Data items
---
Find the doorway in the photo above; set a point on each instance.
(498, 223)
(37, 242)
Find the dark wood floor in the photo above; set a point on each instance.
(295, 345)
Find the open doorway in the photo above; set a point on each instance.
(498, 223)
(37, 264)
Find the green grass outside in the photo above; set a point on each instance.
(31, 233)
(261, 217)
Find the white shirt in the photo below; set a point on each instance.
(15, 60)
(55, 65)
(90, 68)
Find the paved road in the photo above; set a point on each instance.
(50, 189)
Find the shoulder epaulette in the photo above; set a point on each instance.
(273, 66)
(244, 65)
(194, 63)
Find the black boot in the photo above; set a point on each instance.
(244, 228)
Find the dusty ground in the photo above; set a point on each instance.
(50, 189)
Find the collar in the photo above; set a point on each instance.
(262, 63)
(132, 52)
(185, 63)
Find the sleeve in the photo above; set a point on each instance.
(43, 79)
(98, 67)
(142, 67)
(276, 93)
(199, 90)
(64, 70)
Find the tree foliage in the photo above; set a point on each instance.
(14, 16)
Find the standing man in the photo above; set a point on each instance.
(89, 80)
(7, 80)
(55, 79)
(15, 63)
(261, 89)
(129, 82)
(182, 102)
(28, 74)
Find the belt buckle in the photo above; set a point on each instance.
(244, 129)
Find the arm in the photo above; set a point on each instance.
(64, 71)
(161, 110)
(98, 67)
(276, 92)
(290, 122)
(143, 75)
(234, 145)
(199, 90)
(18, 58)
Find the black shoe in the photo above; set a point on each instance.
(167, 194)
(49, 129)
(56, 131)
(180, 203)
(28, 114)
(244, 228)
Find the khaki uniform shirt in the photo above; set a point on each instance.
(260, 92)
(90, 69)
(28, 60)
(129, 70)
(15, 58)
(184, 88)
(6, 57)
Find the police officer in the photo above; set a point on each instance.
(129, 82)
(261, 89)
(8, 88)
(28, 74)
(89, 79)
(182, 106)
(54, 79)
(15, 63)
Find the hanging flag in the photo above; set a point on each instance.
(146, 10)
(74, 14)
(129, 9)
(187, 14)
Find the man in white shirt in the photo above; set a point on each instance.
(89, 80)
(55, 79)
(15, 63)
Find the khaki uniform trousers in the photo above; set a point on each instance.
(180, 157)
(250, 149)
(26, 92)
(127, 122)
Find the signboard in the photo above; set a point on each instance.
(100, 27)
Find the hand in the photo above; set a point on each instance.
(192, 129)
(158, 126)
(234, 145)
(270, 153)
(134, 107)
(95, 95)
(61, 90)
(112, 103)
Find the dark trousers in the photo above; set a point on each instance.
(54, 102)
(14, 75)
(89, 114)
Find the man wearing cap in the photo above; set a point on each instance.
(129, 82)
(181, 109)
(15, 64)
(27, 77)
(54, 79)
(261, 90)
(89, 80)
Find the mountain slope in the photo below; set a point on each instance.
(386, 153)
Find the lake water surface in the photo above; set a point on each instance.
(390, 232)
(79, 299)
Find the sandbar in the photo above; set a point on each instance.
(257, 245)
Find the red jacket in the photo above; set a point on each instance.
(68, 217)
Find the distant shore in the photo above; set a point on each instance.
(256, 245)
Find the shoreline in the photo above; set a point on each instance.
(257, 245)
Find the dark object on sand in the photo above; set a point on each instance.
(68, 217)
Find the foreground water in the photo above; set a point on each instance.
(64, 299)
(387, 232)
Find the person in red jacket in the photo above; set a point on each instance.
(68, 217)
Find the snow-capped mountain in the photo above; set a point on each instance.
---
◆ Work request: Your response should consist of the records, printed exactly.

◆ Answer section:
Find the doorway in the photo above; set a point on each instance.
(498, 223)
(37, 242)
Find the dark wood floor in the photo above; set a point on each instance.
(295, 345)
Find the open doorway in the photo above; set a point on each instance.
(498, 223)
(37, 264)
Find the green grass outside in the photo above; set a point on each instance.
(31, 233)
(261, 217)
Find the white shirt in the photo below; set a point on each instance.
(15, 60)
(55, 65)
(90, 68)
Find the paved road in the photo above; set a point on each instance.
(50, 189)
Find the shoulder epaulette in the photo above; set a point on each instance.
(273, 66)
(244, 65)
(194, 63)
Find the black boot in the photo above; set a point on each instance.
(244, 228)
Find the dusty ground in the photo above; set a point on each instance.
(50, 189)
Find the collar in the photo above; set a point on each instance.
(262, 63)
(132, 52)
(185, 63)
Find the sleeve in the photo above; set a point on each instance.
(43, 79)
(98, 67)
(142, 67)
(276, 93)
(199, 90)
(64, 70)
Find the tree foliage in the photo above; set a point on each instance.
(14, 16)
Find the standing man in the photo above; set a point on each instance.
(89, 80)
(7, 80)
(55, 79)
(15, 63)
(261, 89)
(129, 82)
(182, 102)
(28, 74)
Find the belt buckle in the photo above; set a point on each instance.
(244, 129)
Find the arm in the photo above; set a point on each instance.
(64, 71)
(161, 110)
(98, 67)
(276, 92)
(290, 122)
(143, 75)
(234, 145)
(199, 90)
(18, 58)
Find the black shoe in the photo above; set a point on each instance.
(167, 194)
(49, 129)
(56, 131)
(180, 203)
(28, 114)
(244, 228)
Find the khaki uniform shirt in the photo above; set a point on each instance.
(260, 92)
(90, 69)
(28, 60)
(129, 70)
(15, 58)
(184, 88)
(6, 57)
Find the police officer in the photo above; set a point on each instance.
(129, 82)
(261, 89)
(8, 88)
(28, 74)
(89, 79)
(182, 106)
(54, 79)
(15, 63)
Find the hanging flag in the photo above; set a point on each instance.
(146, 10)
(74, 14)
(129, 9)
(187, 14)
Find the man in white shirt in the photo above; set a point on each instance.
(89, 80)
(55, 79)
(15, 63)
Find the khaki uniform trousers in the photo above; set a point on each instance.
(180, 157)
(250, 149)
(26, 92)
(127, 122)
Find the signboard in the photo above; set a point on each instance.
(100, 27)
Find the hand in the photo above; set a point on each instance.
(192, 129)
(158, 126)
(234, 145)
(270, 153)
(134, 107)
(95, 95)
(61, 90)
(112, 103)
Find the dark trousers in the photo above; set a point on each instance.
(54, 102)
(14, 75)
(89, 114)
Find the man wearing cap in the photo above; set a point on each instance.
(129, 82)
(181, 109)
(15, 64)
(27, 77)
(54, 79)
(261, 90)
(89, 80)
Find the mountain slope in the photo below; set a point on each instance.
(386, 153)
Find the lake water surface in the photo above; set a point on each instance.
(390, 232)
(79, 299)
Find the sandbar in the photo above; set a point on each instance.
(257, 245)
Find the red jacket in the photo above; set a point on each instance.
(68, 217)
Find the distant shore in the photo above; set a point on each instance.
(256, 245)
Find the shoreline in the photo above; set a point on each instance.
(257, 245)
Find the dark object on sand in the photo above; set a point on each instance.
(68, 217)
Find the foreground water in the photo above; set a point on each instance.
(64, 299)
(387, 232)
Find the person in red jacket in the photo above; set a point on each instance.
(68, 217)
Find the snow-capped mountain in the photo above; set a point on each instance.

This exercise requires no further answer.